**INSTRUCTIONS TO FOLLOW:** Return all the data, word for word.

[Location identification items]
───
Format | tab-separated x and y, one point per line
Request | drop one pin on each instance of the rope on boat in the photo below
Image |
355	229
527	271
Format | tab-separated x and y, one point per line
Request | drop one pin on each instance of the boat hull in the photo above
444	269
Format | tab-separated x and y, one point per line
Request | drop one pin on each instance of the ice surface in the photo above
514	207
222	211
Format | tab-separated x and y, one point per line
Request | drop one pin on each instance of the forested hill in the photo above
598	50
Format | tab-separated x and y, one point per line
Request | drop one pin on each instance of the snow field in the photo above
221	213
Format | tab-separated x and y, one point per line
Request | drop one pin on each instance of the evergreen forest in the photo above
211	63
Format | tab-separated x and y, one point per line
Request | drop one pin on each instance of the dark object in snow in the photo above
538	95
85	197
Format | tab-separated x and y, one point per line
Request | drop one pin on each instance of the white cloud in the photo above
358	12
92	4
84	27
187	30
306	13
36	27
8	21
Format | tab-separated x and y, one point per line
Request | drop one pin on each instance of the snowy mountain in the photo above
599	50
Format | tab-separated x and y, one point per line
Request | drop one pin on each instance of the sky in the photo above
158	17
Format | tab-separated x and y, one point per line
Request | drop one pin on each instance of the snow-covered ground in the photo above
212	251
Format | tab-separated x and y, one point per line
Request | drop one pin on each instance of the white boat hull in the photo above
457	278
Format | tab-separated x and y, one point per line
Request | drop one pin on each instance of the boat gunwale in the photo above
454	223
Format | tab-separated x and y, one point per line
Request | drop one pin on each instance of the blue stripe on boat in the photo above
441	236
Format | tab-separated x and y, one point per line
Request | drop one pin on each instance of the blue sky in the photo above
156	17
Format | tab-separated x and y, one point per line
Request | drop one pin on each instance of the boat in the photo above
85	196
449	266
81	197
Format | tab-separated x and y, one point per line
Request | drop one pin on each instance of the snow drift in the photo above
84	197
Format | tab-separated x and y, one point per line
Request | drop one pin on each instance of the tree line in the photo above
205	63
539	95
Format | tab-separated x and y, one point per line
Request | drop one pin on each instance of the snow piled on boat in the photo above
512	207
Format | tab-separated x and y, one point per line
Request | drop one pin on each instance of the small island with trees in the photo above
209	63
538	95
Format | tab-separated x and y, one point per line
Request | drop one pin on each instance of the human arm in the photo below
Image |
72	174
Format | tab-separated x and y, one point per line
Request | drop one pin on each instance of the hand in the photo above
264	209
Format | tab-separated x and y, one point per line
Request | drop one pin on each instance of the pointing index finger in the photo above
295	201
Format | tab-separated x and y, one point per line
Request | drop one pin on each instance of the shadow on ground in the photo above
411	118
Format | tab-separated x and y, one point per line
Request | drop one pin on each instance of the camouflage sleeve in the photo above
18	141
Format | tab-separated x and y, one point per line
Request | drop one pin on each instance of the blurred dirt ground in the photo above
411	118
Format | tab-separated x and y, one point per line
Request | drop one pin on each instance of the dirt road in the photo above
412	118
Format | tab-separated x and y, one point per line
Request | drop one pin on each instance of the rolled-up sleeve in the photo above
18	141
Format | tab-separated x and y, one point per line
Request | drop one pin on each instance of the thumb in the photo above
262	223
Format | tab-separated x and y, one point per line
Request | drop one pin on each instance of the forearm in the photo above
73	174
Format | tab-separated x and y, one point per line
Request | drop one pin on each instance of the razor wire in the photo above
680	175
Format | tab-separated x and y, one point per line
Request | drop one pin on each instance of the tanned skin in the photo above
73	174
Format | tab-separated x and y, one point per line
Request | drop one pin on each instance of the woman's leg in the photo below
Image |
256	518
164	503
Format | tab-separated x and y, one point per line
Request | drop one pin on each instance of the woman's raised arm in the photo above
───
**SOLUTION BELOW:**
Format | tab-separated x and y, one point per line
Request | drop one pin on each instance of the rope on boat in the photo below
Image |
355	229
527	271
Format | tab-separated x and y, one point per line
Request | drop one pin on each instance of the boat hull in the photo above
444	269
Format | tab-separated x and y, one point per line
Request | drop one pin on each instance of the ice surface in the photo above
514	207
222	211
Format | tab-separated x and y, one point per line
Request | drop one pin on each instance of the forested hill in the photo above
598	50
Format | tab-separated x and y, one point per line
Request | drop one pin on each instance of the snow field in the photo above
221	213
Format | tab-separated x and y, one point per line
Request | drop one pin on each instance of the evergreen forest in the photo above
211	63
Format | tab-separated x and y, one point per line
Request | drop one pin on each instance of the dark object in snow in the photo above
538	95
85	197
Format | tab-separated x and y, one point per line
Request | drop one pin on each instance of the white cloud in the photo above
358	12
92	4
84	27
187	30
306	13
36	27
8	21
Format | tab-separated x and y, one point per line
Request | drop one pin on each instance of the snowy mountain in the photo above
599	50
Format | tab-separated x and y, one point per line
Request | drop one pin on each instance of the sky in the photo above
158	17
Format | tab-separated x and y, one point per line
Request | drop one pin on each instance of the snow-covered ground in the photo above
212	251
Format | tab-separated x and y, one point per line
Request | drop one pin on each instance of the white boat hull in the photo above
457	278
Format | tab-separated x and y, one point per line
Request | drop one pin on each instance of the boat gunwale in the photo above
454	223
Format | tab-separated x and y, one point per line
Request | drop one pin on each instance of the blue stripe on boat in the photo above
441	236
Format | tab-separated x and y, one point per line
Request | drop one pin on each instance of the blue sky in the photo above
156	17
Format | tab-separated x and y, one point per line
Request | drop one pin on each instance of the boat in the photo above
85	196
449	266
81	197
Format | tab-separated x and y, one point per line
Request | drop one pin on each instance of the snow drift in the photo above
84	197
Format | tab-separated x and y, one point per line
Request | drop one pin on each instance of the tree line in the photo above
205	63
539	95
Format | tab-separated x and y, one point per line
Request | drop one pin on each instance of the snow piled on boat in the photo above
512	207
Format | tab-separated x and y, one point per line
Request | drop one pin on each instance of the small island with trees in the photo above
209	63
538	95
Format | tab-separated x and y, one point per line
Request | drop one pin on each instance of the human arm in the photo below
Image |
72	174
Format | tab-separated x and y, one point per line
Request | drop one pin on each instance of the hand in the photo above
264	209
Format | tab-separated x and y, one point per line
Request | drop one pin on each instance of the pointing index finger in the photo above
295	201
Format | tab-separated x and y, one point per line
Request | drop one pin on each instance of the shadow on ground in the photo above
411	118
Format | tab-separated x and y, one point per line
Request | drop one pin on each instance of the camouflage sleeve in the photo above
18	141
Format | tab-separated x and y, one point per line
Request | drop one pin on each instance of the blurred dirt ground in the photo above
411	118
Format | tab-separated x and y, one point per line
Request | drop one pin on each instance of the dirt road in the photo above
412	118
Format | tab-separated x and y, one point per line
Request | drop one pin on each instance of the rolled-up sleeve in the photo above
18	141
Format | tab-separated x and y, one point per line
Request | drop one pin on each instance of the thumb in the photo above
262	223
Format | tab-separated x and y, one point per line
Request | drop one pin on each instance of the forearm in the photo above
73	174
Format | tab-separated x and y, one point per line
Request | drop one pin on each instance of the razor wire in the photo above
680	175
Format | tab-separated x and y, one point per line
Request | drop one pin on each instance of the tanned skin in the photo above
73	174
Format | tab-separated x and y, one point per line
Request | drop one pin on each instance of the woman's leg in the photo below
Image |
256	518
164	503
Format | tab-separated x and y, one point per line
Request | drop one pin on each instance of the woman's raised arm in the photo above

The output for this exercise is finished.